Exercise objective –
Find the line that contains "Could you please pick out the wooden" in the entries below. Output it and each later line exactly, and nothing else.

start Provided records

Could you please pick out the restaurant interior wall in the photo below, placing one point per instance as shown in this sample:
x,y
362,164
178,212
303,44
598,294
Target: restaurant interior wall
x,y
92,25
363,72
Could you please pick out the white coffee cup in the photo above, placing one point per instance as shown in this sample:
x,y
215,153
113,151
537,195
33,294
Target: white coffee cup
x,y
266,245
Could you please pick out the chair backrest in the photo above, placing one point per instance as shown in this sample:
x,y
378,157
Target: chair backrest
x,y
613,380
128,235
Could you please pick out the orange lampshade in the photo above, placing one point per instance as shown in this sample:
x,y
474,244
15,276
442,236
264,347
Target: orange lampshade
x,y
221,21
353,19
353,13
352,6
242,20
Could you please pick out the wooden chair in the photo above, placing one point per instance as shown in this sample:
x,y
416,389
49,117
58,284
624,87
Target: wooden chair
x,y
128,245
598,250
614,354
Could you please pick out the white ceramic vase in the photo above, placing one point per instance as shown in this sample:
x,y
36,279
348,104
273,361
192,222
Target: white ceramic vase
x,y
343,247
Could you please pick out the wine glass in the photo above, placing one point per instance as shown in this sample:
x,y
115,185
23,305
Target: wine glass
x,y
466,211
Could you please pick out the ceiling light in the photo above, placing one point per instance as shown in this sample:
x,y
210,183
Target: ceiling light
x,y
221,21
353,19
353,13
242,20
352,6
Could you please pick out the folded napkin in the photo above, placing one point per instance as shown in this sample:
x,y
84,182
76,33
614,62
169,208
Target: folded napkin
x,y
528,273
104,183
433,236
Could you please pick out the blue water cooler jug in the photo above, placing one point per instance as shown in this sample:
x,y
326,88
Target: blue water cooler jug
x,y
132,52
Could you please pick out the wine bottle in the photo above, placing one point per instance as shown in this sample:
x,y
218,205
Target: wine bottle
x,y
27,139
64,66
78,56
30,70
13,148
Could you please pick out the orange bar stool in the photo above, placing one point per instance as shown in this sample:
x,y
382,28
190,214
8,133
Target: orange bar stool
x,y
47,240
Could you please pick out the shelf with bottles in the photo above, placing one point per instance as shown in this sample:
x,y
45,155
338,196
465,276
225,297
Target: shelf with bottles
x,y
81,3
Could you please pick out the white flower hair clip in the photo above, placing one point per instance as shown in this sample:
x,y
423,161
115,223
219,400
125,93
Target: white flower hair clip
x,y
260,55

end Provided records

Result –
Could you please pick out the wooden chair in the photo above, placing one point per instance as shown in this sample:
x,y
416,389
49,117
58,284
624,87
Target: wooden chair
x,y
128,245
598,250
614,354
Could you please pick out the white ceramic vase in the photo above, placing one point per instance as shown in this sample:
x,y
36,279
348,104
273,361
192,222
Target: white ceramic vase
x,y
343,247
Could you please pick out the wine glass in the photo above, placing one point per instance as shown in this sample:
x,y
115,185
23,305
Target: wine glass
x,y
466,211
Could you please pick out the ceiling light in the photo above, placing one point per instance as shown in this sample:
x,y
210,183
Target: ceiling light
x,y
221,21
353,19
353,13
242,20
352,6
Could you please pick out the folded napkin in the photo above, placing one point per instance as shown in this sample:
x,y
84,182
76,33
614,62
169,208
Target: folded napkin
x,y
528,273
104,183
433,236
Could you please pick out the blue water cooler jug in the photo above, placing one point per instance as shown in this sample:
x,y
326,88
Target: blue water cooler jug
x,y
132,52
Could you please pick out the wine bottle in the photo above, placing one point per instance as shown in this sample:
x,y
218,205
Target: wine bottle
x,y
27,139
64,66
78,56
30,70
13,148
Could you please pick out the orange bar stool in the photo above, placing one point per instance as shown in this sample:
x,y
382,28
190,214
8,133
Target: orange bar stool
x,y
47,240
Could you please pick out the shelf with bottles in the photo above, placing one point per instance as shown in this sample:
x,y
45,155
338,196
465,276
225,297
Target: shelf with bottles
x,y
81,3
Could you please pick out the white flower hair clip in the photo above, placing one point per instance as shown in this sample:
x,y
423,161
115,223
219,400
125,93
Target: white flower hair clip
x,y
260,55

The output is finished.